Do this –
Rewrite the material below, changing every "one dot per instance" to "one point per instance" and leaving everything else as it is.

Recorded data –
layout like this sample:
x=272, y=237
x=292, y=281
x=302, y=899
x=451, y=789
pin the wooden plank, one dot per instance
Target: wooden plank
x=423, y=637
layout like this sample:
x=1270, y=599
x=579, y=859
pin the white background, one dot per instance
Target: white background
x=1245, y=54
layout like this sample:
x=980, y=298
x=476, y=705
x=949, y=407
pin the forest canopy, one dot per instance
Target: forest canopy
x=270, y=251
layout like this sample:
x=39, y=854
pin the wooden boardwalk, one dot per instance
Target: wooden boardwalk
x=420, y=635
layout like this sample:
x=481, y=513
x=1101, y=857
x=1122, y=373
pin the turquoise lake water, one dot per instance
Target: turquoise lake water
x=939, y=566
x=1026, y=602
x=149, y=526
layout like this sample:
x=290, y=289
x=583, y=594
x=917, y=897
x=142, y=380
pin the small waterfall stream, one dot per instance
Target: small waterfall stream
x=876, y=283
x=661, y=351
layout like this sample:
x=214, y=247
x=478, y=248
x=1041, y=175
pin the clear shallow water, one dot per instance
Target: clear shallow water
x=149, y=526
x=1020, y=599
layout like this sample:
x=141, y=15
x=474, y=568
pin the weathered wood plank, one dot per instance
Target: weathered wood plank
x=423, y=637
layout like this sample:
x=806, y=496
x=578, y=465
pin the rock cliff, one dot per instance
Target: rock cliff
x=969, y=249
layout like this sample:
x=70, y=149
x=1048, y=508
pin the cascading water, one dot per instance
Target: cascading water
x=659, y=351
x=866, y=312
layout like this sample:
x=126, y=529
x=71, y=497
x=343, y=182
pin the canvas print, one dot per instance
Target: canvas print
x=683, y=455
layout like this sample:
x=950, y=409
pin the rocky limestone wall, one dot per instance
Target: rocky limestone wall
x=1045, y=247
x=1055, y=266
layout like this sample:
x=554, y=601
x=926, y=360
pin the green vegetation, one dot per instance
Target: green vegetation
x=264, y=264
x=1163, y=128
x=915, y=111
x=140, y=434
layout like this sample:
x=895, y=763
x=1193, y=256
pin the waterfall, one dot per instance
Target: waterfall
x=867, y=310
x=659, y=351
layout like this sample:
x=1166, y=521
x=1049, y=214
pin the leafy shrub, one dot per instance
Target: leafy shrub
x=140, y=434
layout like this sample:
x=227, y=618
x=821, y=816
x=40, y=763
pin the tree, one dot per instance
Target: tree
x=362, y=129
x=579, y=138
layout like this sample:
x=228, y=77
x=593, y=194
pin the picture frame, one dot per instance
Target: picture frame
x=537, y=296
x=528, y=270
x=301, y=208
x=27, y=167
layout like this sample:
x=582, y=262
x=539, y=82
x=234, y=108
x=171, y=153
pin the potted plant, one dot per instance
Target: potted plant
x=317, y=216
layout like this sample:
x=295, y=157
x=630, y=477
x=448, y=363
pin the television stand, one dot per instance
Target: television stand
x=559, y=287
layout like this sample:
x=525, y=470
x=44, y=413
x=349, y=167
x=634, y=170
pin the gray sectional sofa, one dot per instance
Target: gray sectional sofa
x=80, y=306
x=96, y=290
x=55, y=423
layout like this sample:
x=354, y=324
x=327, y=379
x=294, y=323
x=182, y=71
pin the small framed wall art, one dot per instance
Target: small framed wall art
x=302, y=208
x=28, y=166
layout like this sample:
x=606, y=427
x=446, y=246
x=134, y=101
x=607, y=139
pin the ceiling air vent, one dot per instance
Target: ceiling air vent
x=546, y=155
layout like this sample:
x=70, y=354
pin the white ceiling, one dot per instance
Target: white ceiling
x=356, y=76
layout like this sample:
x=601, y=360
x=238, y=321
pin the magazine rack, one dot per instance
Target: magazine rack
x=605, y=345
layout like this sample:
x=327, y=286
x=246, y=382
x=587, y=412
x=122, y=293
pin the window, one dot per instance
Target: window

Response to this task –
layout like this sample:
x=272, y=237
x=292, y=281
x=302, y=899
x=451, y=789
pin the wooden plank, one point per instance
Target: wooden plank
x=423, y=637
layout like this sample:
x=1270, y=599
x=579, y=859
pin the white background, one point per instance
Target: white background
x=1245, y=54
layout like this sample:
x=980, y=298
x=476, y=705
x=949, y=407
pin the forest canopy, one point per instance
Target: forest canopy
x=270, y=251
layout like this sample:
x=39, y=854
pin the wooden boardwalk, one point per instance
Target: wooden boardwalk
x=420, y=635
layout like this sample:
x=481, y=513
x=1101, y=857
x=1122, y=373
pin the turquoise lake water, one point per instance
Target: turquoise lake water
x=939, y=566
x=1026, y=602
x=149, y=526
layout like this sample:
x=290, y=289
x=583, y=594
x=917, y=897
x=142, y=380
pin the small waterfall stream, one point per instance
Target: small waterfall stream
x=876, y=283
x=661, y=351
layout like this sample:
x=214, y=247
x=478, y=248
x=1041, y=175
pin the clear shallow water, one point per instance
Target: clear shallow water
x=149, y=526
x=1020, y=599
layout like this sample:
x=141, y=15
x=474, y=568
pin the weathered wood plank, one point per instance
Target: weathered wood plank
x=423, y=637
layout like this sample:
x=806, y=496
x=578, y=465
pin the rock cliff, one point per instance
Target: rock cliff
x=969, y=249
layout like this sample:
x=70, y=149
x=1048, y=508
pin the cascading water, one point per instance
Target: cascading water
x=659, y=351
x=866, y=312
layout like this sample:
x=126, y=529
x=71, y=497
x=343, y=182
pin the canvas print, one point per instance
Target: canvas print
x=683, y=455
layout like this sample:
x=950, y=409
pin the rocky limestone wall, one point per instance
Target: rocky limestone wall
x=1045, y=247
x=1055, y=266
layout like this sample:
x=554, y=601
x=926, y=360
pin the green vegetation, one point per instance
Target: green vegetation
x=264, y=264
x=1163, y=128
x=915, y=111
x=140, y=434
layout like this sample:
x=895, y=763
x=1193, y=256
pin the waterfall, one point per instance
Target: waterfall
x=867, y=310
x=659, y=351
layout like this sample:
x=1166, y=521
x=1049, y=214
pin the leafy shrub, one point per instance
Target: leafy shrub
x=140, y=434
layout like this sample:
x=227, y=618
x=821, y=816
x=40, y=763
pin the tree, one point per instance
Target: tree
x=362, y=129
x=579, y=138
layout like this sample:
x=228, y=77
x=593, y=194
pin the picture frame, one point per instance
Target: picture frame
x=537, y=296
x=528, y=270
x=301, y=208
x=27, y=167
layout like this sample:
x=582, y=262
x=539, y=82
x=234, y=108
x=171, y=153
pin the potted plant, one point per instance
Target: potted plant
x=317, y=216
layout like this sample:
x=295, y=157
x=630, y=477
x=448, y=363
pin the television stand, one point per instance
Target: television stand
x=559, y=287
layout like this sample:
x=525, y=470
x=44, y=413
x=349, y=167
x=634, y=170
pin the gray sectional sofa, one point per instance
Target: gray sectional sofa
x=80, y=306
x=96, y=290
x=55, y=423
layout like this sample:
x=354, y=324
x=327, y=379
x=294, y=323
x=182, y=71
pin the small framed wall art, one point per instance
Target: small framed wall art
x=302, y=208
x=28, y=166
layout like this sample:
x=606, y=427
x=446, y=246
x=134, y=101
x=607, y=139
pin the ceiling air vent, one point per instance
Target: ceiling air vent
x=546, y=155
layout like this sample:
x=70, y=354
pin the white ceiling, one point per instance
Target: white ceiling
x=356, y=76
layout like this sample:
x=601, y=360
x=238, y=321
pin the magazine rack, one point per instance
Target: magazine rack
x=605, y=345
layout like this sample:
x=327, y=286
x=246, y=382
x=587, y=412
x=122, y=293
pin the window, one point per instance
Target: window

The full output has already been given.